### Required work
Copy out the business commentary below in full, word for word.

### Text shown
----------------
Third, if he doesn’t like the wicked short-sellers found in public markets, a return to private ownership may not be a picnic either. Yes, THG inhabited that private equity world before its float at 500p, but that was an era of cheap cash and punchy investment appetites. Life, and private investors’ short-term demands, have moved on.

Moulding should count his blessings: stock-market life is bumpy, but he retains enormous freedom to manage the business as he wishes. The private option might just load another layer of uncertainty on to the company.

Home improvement chain gets house in order

Depending on how you read the first-quarter numbers, B&Q owner Kingfisher’s power drill is either on the blink or working splendidly. Welcome to investors’ difficulty: how to assess the current strength of consumer demand when Covid trading conditions have distorted comparisons.

At B&Q itself, for example, sales were a thumping 18% below the same period a year ago, which feels a lot even when one remembers the whoosh in those months from working-from-home factors. On the other hand, B&Q’s like-for-like revenues were 16% better than in the last equivalent pre-Covid quarter, so maybe there has been real underlying progress.
----------------
### Information shown
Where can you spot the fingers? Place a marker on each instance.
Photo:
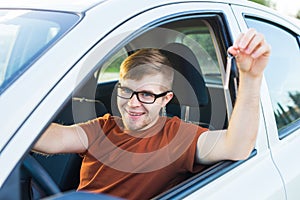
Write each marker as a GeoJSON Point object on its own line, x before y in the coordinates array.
{"type": "Point", "coordinates": [250, 43]}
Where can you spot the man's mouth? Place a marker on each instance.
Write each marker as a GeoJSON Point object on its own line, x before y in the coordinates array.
{"type": "Point", "coordinates": [135, 114]}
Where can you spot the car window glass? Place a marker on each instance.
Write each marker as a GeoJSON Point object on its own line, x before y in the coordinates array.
{"type": "Point", "coordinates": [282, 73]}
{"type": "Point", "coordinates": [206, 53]}
{"type": "Point", "coordinates": [111, 68]}
{"type": "Point", "coordinates": [24, 35]}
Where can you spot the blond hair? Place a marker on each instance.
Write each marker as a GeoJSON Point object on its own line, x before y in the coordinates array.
{"type": "Point", "coordinates": [147, 62]}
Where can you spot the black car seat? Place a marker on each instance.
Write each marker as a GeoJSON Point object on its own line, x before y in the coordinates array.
{"type": "Point", "coordinates": [191, 102]}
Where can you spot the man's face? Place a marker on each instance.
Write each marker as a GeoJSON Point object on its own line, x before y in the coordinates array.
{"type": "Point", "coordinates": [139, 116]}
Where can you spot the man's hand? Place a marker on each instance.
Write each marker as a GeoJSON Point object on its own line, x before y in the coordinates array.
{"type": "Point", "coordinates": [251, 52]}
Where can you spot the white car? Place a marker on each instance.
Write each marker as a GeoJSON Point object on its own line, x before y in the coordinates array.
{"type": "Point", "coordinates": [59, 62]}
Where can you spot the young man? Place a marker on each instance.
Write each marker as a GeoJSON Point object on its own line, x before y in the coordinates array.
{"type": "Point", "coordinates": [142, 154]}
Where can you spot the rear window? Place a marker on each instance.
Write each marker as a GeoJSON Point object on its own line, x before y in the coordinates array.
{"type": "Point", "coordinates": [24, 36]}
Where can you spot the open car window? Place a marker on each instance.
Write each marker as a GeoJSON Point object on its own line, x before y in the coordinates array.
{"type": "Point", "coordinates": [203, 37]}
{"type": "Point", "coordinates": [24, 36]}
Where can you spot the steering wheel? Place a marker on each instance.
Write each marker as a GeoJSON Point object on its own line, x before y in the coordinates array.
{"type": "Point", "coordinates": [40, 175]}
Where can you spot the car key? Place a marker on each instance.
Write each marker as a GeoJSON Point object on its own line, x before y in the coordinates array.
{"type": "Point", "coordinates": [228, 70]}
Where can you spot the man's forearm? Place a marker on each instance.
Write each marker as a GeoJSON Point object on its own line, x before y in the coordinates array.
{"type": "Point", "coordinates": [244, 122]}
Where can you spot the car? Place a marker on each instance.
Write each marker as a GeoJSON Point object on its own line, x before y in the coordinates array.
{"type": "Point", "coordinates": [60, 63]}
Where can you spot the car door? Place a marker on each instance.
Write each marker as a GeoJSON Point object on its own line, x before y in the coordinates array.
{"type": "Point", "coordinates": [232, 180]}
{"type": "Point", "coordinates": [281, 106]}
{"type": "Point", "coordinates": [224, 180]}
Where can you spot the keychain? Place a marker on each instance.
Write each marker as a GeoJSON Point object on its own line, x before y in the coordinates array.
{"type": "Point", "coordinates": [228, 70]}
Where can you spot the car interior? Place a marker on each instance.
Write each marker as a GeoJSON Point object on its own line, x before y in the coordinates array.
{"type": "Point", "coordinates": [195, 46]}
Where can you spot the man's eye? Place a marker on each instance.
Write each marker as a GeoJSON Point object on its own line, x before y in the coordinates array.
{"type": "Point", "coordinates": [126, 90]}
{"type": "Point", "coordinates": [146, 95]}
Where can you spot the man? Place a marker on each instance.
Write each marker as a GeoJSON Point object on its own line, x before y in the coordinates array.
{"type": "Point", "coordinates": [142, 154]}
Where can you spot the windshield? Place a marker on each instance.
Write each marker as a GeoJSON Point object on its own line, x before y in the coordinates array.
{"type": "Point", "coordinates": [24, 36]}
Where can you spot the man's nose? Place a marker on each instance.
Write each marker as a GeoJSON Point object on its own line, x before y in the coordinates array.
{"type": "Point", "coordinates": [134, 101]}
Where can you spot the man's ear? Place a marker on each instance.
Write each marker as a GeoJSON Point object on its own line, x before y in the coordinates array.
{"type": "Point", "coordinates": [168, 98]}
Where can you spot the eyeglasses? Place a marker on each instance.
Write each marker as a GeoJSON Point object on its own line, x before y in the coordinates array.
{"type": "Point", "coordinates": [142, 96]}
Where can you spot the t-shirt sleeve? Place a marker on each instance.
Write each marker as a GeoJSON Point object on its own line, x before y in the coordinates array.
{"type": "Point", "coordinates": [189, 157]}
{"type": "Point", "coordinates": [93, 128]}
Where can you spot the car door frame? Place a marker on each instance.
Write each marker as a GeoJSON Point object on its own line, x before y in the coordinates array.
{"type": "Point", "coordinates": [285, 149]}
{"type": "Point", "coordinates": [89, 63]}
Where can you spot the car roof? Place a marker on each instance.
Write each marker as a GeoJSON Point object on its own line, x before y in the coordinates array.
{"type": "Point", "coordinates": [55, 5]}
{"type": "Point", "coordinates": [83, 5]}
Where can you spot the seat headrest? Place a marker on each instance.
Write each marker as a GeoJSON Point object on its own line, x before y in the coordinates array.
{"type": "Point", "coordinates": [188, 86]}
----------------
### Task answer
Third, if he doesn’t like the wicked short-sellers found in public markets, a return to private ownership may not be a picnic either. Yes, THG inhabited that private equity world before its float at 500p, but that was an era of cheap cash and punchy investment appetites. Life, and private investors’ short-term demands, have moved on.

Moulding should count his blessings: stock-market life is bumpy, but he retains enormous freedom to manage the business as he wishes. The private option might just load another layer of uncertainty on to the company.

Home improvement chain gets house in order

Depending on how you read the first-quarter numbers, B&Q owner Kingfisher’s power drill is either on the blink or working splendidly. Welcome to investors’ difficulty: how to assess the current strength of consumer demand when Covid trading conditions have distorted comparisons.

At B&Q itself, for example, sales were a thumping 18% below the same period a year ago, which feels a lot even when one remembers the whoosh in those months from working-from-home factors. On the other hand, B&Q’s like-for-like revenues were 16% better than in the last equivalent pre-Covid quarter, so maybe there has been real underlying progress.